From the line containing "ground and provide bounding boxes." through the last line below, copy every line exactly, leaving out the pictures.

§

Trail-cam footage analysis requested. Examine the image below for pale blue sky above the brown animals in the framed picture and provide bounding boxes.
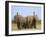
[11,5,41,19]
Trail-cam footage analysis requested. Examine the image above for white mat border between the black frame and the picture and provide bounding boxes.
[9,3,44,35]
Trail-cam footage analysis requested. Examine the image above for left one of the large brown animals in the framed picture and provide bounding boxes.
[16,16,26,29]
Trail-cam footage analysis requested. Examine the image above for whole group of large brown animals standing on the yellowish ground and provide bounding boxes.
[16,16,36,29]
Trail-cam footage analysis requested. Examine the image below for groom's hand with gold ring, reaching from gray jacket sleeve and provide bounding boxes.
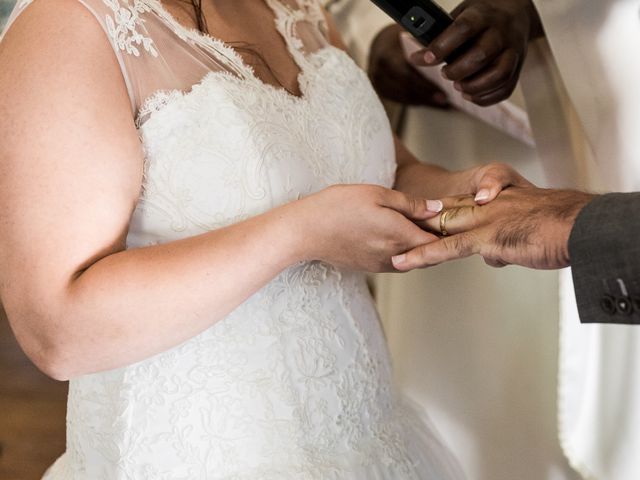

§

— Answer for this exercise —
Trail-cam footage analysis requested. Examine the image above for whole group of large brown animals standing on the yellowish ground and provide bounding boxes.
[16,16,36,29]
Trail-cam footage analysis requested. Examine the image below for groom's hand with gold ring, reaching from gray jacket sleeve and provide bounding boxes.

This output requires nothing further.